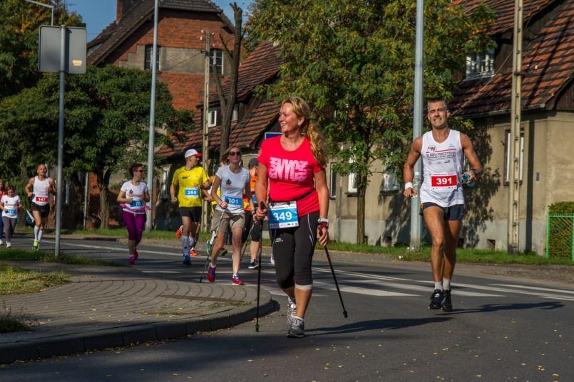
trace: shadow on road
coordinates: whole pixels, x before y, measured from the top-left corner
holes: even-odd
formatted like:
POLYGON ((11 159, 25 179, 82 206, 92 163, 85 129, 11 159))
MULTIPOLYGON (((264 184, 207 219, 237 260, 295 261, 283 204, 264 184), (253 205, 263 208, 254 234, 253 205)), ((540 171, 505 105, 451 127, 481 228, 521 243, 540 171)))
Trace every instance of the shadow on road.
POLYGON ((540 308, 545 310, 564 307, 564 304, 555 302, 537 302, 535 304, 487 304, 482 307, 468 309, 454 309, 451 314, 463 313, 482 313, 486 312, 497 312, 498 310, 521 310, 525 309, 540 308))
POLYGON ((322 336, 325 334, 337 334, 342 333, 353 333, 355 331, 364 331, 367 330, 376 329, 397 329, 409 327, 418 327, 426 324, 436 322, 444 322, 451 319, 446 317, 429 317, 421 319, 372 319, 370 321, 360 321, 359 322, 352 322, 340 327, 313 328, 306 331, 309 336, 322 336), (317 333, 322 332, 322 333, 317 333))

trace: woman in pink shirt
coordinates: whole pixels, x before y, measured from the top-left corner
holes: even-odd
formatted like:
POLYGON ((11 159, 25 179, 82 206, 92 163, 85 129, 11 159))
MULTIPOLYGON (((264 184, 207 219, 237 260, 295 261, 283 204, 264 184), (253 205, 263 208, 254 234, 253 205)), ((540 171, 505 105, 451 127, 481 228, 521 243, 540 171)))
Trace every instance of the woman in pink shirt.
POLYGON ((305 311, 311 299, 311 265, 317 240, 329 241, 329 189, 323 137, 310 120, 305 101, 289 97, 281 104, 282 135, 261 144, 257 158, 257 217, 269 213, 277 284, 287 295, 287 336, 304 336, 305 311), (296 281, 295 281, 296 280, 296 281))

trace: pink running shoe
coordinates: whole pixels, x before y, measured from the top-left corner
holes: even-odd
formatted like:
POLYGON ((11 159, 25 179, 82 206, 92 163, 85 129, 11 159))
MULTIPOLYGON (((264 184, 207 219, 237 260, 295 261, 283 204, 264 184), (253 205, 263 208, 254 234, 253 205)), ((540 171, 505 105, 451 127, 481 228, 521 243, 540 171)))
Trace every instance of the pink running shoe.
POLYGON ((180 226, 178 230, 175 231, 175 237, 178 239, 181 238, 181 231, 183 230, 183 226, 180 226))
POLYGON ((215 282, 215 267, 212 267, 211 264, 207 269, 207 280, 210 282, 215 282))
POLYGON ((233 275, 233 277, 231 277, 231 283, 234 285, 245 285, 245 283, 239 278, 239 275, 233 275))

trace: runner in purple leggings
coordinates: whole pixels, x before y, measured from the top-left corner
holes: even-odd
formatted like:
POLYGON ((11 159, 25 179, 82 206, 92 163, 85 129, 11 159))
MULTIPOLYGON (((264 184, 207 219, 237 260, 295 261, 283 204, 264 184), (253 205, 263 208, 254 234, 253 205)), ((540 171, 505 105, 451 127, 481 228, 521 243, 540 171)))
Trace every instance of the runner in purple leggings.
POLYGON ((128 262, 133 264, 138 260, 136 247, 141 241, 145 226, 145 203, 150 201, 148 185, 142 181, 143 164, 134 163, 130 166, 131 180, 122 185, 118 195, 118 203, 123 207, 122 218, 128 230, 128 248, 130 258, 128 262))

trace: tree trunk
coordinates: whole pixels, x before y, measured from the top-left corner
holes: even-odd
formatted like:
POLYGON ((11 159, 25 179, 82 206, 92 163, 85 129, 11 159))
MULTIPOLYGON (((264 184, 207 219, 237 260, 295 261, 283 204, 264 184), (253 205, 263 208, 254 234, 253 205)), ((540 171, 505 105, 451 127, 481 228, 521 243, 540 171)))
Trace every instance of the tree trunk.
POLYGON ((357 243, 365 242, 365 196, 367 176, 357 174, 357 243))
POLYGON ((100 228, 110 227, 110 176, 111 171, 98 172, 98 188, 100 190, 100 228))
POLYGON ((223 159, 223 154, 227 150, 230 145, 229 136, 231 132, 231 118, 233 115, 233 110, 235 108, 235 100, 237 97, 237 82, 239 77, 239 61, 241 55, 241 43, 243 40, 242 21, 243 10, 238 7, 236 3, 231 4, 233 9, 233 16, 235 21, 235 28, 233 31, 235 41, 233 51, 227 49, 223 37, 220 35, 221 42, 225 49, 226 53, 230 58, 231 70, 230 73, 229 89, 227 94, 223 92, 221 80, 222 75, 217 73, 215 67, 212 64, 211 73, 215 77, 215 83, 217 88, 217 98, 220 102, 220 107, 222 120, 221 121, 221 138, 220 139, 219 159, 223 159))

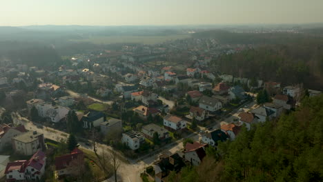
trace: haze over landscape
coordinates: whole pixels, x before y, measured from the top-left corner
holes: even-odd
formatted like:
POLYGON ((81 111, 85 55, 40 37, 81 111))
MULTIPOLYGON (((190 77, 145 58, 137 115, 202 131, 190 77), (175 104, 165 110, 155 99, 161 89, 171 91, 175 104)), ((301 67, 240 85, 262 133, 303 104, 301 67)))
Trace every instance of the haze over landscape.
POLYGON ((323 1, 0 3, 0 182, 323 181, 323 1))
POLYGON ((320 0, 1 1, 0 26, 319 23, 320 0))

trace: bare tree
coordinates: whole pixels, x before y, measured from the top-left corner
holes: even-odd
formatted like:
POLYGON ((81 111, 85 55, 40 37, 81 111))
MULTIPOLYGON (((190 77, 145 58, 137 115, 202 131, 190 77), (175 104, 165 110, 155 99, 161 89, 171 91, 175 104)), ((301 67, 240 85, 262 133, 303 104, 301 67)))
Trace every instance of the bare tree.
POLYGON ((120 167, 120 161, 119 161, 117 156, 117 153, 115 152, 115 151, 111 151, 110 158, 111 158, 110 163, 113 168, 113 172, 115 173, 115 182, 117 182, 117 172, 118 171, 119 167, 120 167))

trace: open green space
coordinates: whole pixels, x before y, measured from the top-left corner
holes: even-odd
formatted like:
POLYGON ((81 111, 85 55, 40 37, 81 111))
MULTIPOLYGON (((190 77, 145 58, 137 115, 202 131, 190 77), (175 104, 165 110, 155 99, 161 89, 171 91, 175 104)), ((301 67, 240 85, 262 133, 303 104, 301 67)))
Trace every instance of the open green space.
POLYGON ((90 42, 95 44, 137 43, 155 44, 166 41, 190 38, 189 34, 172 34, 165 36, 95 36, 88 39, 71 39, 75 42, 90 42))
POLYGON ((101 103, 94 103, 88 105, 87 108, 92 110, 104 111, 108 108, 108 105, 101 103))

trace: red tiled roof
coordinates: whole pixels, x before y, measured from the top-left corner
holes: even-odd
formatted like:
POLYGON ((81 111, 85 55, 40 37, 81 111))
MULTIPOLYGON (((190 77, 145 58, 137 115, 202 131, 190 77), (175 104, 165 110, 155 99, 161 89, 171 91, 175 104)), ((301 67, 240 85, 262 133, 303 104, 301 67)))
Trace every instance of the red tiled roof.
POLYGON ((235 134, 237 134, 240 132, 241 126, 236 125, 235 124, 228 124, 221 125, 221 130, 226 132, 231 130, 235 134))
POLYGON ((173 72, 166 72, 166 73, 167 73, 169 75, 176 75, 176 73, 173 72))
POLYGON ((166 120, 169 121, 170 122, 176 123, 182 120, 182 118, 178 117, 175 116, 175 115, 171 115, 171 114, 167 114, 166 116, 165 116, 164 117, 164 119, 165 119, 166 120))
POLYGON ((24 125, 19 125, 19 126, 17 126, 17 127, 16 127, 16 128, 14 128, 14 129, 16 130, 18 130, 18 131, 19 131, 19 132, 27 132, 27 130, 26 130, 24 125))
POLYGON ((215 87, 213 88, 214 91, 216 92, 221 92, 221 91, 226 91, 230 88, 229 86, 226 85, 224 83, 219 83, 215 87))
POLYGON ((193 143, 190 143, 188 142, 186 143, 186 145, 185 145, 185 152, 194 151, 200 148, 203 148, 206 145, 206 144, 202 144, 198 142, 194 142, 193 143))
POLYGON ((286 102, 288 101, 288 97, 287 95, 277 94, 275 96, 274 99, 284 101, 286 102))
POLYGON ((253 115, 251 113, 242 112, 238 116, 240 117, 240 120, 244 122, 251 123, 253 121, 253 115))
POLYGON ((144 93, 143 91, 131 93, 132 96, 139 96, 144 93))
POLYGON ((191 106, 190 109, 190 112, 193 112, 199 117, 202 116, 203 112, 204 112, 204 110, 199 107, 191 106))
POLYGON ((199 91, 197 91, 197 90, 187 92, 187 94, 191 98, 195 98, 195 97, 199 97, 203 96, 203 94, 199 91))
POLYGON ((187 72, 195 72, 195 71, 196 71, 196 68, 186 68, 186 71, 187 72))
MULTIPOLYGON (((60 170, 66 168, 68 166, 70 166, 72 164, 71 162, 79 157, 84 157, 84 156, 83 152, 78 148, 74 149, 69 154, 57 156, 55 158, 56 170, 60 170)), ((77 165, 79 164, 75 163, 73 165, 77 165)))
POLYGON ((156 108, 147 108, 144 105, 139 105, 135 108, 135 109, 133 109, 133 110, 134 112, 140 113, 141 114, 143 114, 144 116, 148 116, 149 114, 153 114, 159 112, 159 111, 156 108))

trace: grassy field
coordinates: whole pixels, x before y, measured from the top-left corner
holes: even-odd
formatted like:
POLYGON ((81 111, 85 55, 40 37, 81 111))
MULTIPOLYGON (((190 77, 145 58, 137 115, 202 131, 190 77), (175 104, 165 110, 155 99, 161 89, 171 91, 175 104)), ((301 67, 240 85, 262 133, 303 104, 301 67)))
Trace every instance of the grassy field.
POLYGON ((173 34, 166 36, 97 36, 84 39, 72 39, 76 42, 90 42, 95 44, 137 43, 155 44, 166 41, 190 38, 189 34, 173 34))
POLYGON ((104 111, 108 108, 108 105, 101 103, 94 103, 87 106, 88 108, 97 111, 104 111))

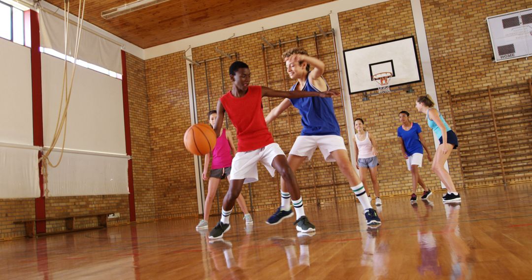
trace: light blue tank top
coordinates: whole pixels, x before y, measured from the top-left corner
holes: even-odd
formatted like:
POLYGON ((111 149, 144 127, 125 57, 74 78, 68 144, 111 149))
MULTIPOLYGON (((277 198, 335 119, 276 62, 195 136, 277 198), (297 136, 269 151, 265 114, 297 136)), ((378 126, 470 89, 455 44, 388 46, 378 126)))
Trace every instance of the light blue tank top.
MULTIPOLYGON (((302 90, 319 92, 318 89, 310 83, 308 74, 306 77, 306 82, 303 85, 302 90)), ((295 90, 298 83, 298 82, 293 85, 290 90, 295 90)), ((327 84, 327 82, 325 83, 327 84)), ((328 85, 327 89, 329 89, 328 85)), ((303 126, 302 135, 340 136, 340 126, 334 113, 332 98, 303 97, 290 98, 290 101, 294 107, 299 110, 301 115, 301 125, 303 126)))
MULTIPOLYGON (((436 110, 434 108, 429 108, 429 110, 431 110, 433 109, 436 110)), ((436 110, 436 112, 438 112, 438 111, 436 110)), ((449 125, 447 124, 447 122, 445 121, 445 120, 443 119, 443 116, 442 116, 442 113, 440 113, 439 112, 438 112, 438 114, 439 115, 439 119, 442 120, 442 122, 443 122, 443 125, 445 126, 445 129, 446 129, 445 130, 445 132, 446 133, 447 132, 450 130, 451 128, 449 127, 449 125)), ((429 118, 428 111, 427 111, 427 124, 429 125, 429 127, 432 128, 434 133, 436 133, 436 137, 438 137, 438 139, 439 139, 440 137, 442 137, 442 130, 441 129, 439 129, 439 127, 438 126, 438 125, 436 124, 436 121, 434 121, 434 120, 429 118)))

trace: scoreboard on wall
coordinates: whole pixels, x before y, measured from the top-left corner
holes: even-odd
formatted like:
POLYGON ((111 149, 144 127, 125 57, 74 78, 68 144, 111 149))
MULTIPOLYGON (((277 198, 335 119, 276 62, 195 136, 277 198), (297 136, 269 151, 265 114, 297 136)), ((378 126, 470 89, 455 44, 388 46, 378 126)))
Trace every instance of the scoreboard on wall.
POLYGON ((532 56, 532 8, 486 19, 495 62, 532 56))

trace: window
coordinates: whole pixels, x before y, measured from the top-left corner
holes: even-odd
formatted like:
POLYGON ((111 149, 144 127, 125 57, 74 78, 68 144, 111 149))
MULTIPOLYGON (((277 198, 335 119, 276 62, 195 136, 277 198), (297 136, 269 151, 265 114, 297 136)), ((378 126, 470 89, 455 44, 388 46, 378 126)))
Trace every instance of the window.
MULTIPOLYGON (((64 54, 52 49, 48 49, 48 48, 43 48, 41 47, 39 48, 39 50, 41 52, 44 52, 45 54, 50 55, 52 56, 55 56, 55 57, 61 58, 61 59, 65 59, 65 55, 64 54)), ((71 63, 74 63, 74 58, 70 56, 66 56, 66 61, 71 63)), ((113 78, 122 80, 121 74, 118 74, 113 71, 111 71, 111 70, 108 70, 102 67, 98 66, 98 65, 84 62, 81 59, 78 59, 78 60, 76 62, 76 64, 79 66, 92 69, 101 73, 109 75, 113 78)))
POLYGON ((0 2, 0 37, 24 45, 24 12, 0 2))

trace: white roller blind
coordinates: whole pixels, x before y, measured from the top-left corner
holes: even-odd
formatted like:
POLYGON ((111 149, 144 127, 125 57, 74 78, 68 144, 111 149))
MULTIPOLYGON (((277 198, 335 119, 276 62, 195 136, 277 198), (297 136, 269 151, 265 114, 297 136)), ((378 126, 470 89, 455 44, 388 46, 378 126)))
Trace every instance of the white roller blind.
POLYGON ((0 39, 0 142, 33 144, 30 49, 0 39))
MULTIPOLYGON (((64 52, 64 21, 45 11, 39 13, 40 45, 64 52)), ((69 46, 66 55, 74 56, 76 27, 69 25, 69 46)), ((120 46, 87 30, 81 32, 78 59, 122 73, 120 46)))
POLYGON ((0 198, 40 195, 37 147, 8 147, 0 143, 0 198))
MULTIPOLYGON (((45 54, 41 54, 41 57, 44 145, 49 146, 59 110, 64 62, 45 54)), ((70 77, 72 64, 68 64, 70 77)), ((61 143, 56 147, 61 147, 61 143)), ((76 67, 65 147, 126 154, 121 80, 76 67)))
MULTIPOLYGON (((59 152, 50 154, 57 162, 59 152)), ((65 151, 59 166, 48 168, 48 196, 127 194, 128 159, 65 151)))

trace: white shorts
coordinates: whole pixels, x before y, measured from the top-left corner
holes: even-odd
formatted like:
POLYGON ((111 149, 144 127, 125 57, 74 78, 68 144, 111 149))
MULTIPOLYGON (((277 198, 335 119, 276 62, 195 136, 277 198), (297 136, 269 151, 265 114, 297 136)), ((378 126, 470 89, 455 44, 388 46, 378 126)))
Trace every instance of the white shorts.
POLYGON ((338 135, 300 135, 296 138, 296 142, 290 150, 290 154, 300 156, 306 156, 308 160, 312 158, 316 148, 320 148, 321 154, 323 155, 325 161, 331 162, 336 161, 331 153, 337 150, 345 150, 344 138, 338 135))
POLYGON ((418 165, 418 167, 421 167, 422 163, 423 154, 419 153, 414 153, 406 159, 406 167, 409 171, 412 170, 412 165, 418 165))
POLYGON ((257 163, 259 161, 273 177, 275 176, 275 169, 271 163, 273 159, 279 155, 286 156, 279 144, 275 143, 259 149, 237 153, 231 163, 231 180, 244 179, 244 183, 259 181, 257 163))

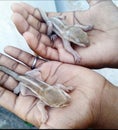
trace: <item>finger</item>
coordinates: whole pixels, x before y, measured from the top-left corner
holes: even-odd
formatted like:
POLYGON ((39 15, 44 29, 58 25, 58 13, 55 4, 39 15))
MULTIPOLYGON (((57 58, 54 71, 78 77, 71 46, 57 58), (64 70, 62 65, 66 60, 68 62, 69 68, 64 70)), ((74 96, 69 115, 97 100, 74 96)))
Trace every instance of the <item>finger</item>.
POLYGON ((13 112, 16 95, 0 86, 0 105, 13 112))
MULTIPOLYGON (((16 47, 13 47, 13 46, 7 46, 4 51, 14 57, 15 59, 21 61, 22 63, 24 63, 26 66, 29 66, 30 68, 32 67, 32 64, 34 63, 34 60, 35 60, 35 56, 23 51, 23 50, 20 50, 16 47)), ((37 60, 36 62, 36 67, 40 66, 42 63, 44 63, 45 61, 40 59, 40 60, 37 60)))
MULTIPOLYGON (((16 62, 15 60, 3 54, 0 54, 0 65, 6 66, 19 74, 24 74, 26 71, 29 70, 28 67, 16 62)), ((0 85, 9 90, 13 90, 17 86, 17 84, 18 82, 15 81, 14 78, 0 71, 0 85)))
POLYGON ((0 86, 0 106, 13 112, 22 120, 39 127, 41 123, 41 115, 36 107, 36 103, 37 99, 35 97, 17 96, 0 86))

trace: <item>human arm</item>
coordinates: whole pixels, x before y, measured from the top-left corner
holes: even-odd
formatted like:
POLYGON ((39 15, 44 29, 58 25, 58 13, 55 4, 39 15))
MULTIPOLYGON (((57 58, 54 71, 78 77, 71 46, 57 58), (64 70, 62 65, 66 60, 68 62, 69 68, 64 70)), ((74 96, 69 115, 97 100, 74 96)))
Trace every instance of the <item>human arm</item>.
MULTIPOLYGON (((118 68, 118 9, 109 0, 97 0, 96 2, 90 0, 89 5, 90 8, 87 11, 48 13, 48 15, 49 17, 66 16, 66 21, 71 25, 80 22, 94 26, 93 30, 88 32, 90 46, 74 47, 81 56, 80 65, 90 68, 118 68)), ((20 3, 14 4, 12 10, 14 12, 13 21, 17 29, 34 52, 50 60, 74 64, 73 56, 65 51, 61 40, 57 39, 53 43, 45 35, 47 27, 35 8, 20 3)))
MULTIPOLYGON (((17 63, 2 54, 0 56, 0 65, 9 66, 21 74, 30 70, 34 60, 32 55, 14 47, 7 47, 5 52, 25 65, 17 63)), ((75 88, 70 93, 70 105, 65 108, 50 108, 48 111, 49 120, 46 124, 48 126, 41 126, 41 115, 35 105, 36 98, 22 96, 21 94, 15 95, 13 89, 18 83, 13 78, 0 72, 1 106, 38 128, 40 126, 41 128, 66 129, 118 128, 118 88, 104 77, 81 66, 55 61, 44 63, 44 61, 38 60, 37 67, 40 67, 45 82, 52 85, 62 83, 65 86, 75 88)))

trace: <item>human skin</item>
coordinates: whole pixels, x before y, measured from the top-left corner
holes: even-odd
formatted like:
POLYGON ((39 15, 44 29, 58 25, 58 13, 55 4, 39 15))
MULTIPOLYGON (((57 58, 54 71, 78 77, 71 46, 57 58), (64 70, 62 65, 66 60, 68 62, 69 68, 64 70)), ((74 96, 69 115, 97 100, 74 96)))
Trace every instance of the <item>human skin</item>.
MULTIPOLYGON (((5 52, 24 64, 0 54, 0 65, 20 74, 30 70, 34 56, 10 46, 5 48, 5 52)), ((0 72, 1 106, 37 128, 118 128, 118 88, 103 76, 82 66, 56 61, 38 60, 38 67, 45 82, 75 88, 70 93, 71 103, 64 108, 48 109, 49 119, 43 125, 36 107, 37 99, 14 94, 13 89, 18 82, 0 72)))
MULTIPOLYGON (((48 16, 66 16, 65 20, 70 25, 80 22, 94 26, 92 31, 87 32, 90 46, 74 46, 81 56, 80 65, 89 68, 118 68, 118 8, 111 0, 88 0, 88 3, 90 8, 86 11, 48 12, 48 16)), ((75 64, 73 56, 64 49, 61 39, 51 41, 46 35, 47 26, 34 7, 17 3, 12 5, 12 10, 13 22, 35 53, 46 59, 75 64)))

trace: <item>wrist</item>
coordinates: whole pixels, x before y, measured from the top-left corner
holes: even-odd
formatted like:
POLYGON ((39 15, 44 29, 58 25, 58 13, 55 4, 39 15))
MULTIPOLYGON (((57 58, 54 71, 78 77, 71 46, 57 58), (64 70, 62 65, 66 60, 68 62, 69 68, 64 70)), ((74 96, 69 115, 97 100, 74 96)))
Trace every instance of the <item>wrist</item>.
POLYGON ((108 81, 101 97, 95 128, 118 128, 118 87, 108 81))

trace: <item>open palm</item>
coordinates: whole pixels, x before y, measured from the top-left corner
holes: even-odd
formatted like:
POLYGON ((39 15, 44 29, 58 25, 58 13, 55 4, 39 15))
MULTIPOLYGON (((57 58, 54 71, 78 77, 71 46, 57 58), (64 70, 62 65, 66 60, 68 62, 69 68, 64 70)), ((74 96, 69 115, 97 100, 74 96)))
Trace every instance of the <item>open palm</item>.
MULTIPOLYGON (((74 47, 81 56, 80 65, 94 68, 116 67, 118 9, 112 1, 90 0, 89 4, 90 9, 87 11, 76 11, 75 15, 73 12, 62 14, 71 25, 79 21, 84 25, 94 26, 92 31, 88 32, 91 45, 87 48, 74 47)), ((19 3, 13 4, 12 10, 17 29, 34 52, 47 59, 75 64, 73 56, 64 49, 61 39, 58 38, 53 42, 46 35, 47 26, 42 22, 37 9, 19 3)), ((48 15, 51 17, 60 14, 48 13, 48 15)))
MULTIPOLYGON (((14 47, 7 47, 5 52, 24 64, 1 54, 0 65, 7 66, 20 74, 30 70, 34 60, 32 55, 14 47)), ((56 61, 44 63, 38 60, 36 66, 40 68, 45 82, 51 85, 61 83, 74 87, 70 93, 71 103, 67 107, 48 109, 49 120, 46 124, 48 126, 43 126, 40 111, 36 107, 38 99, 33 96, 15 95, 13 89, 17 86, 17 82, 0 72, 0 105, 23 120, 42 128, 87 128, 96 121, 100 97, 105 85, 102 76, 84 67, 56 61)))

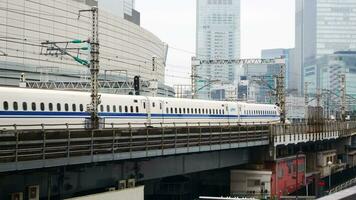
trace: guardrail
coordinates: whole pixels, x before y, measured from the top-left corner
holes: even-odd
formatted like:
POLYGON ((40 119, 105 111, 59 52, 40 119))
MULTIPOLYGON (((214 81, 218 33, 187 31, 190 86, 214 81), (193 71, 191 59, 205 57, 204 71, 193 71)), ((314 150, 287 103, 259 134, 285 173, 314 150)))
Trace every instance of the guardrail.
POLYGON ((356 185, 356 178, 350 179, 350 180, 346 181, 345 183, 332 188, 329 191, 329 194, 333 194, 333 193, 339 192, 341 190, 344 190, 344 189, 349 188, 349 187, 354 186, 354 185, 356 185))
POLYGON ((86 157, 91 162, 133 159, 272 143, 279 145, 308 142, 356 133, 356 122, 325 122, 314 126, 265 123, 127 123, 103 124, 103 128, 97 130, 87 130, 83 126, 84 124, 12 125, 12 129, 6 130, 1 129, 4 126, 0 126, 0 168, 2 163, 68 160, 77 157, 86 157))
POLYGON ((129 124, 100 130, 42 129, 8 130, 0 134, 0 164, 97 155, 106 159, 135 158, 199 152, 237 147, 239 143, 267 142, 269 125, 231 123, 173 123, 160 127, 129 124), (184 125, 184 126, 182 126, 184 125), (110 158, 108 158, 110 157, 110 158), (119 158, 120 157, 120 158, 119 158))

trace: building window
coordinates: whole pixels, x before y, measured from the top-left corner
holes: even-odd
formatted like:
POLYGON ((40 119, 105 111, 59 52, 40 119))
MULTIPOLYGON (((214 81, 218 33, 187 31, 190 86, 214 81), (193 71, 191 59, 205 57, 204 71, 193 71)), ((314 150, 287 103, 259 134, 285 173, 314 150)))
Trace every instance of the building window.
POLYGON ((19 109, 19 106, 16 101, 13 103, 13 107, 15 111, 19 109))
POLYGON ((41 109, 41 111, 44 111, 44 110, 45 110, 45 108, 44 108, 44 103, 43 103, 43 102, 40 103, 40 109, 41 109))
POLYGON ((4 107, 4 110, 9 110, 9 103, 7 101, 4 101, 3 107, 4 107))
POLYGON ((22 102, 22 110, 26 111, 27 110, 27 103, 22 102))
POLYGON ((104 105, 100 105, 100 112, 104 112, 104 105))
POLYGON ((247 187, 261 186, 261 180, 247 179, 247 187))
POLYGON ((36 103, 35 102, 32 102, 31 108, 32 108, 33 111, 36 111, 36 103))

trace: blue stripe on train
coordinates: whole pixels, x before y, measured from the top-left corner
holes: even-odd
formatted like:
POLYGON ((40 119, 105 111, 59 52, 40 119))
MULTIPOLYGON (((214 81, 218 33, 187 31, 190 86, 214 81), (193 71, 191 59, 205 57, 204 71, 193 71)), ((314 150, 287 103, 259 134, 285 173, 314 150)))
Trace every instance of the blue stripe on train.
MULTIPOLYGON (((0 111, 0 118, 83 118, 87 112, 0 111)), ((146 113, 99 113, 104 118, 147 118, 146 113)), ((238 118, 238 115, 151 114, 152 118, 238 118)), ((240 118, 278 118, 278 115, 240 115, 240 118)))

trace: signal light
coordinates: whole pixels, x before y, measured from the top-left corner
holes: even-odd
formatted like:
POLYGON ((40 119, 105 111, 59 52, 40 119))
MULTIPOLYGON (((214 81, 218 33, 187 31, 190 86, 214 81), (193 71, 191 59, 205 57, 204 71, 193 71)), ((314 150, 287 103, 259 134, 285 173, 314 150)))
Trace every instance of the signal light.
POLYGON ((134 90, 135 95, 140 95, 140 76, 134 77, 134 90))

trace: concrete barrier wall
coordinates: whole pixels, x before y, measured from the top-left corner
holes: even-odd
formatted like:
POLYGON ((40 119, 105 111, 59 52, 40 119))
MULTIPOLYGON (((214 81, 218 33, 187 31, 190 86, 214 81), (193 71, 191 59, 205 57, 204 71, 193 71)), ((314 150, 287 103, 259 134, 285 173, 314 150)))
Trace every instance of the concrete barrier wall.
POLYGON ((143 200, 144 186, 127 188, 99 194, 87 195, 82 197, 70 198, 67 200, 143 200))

--*--

*Problem to work on*: Rewrite the records from the line with "trace: haze over landscape" to the line with "POLYGON ((101 103, 94", renaming "bare tree" to "leafless tree" and leaving everything else unchanged.

*Reply to the task*:
trace: haze over landscape
coordinates: whole pixels, x before y, measured from the top-left corner
holes: even-odd
formatted like:
POLYGON ((81 111, 85 55, 40 37, 81 111))
MULTIPOLYGON (((190 77, 145 58, 137 115, 202 131, 190 77), (175 104, 165 110, 155 99, 161 89, 171 91, 175 104)), ((301 67, 240 85, 262 133, 303 104, 301 67)))
Trace every instance of the haze over landscape.
POLYGON ((323 1, 0 3, 0 182, 323 181, 323 1))
POLYGON ((320 0, 1 1, 0 26, 319 23, 320 0))

trace: leafless tree
coordinates: whole pixels, x before y, measured from the top-left corner
holes: even-odd
formatted like:
POLYGON ((81 111, 85 55, 40 37, 81 111))
MULTIPOLYGON (((190 77, 145 58, 137 115, 202 131, 190 77), (175 104, 165 110, 155 99, 161 89, 171 91, 175 104)), ((301 67, 240 85, 262 133, 303 104, 301 67)))
Trace every instance of the leafless tree.
POLYGON ((120 167, 120 161, 119 161, 117 156, 117 153, 115 152, 115 151, 111 151, 110 158, 111 158, 110 163, 113 168, 113 172, 115 173, 115 182, 117 182, 117 172, 118 171, 119 167, 120 167))

trace: open green space
coordinates: whole pixels, x before y, measured from the top-left corner
holes: even-odd
formatted like:
POLYGON ((81 111, 85 55, 40 37, 81 111))
MULTIPOLYGON (((190 77, 145 58, 137 115, 202 131, 190 77), (175 104, 165 110, 155 99, 161 89, 171 91, 175 104)), ((301 67, 240 85, 262 133, 303 104, 301 67)))
Trace every instance of the open green space.
POLYGON ((90 42, 95 44, 137 43, 155 44, 166 41, 190 38, 189 34, 172 34, 165 36, 95 36, 88 39, 71 39, 75 42, 90 42))
POLYGON ((101 103, 94 103, 88 105, 87 108, 92 110, 104 111, 108 108, 108 105, 101 103))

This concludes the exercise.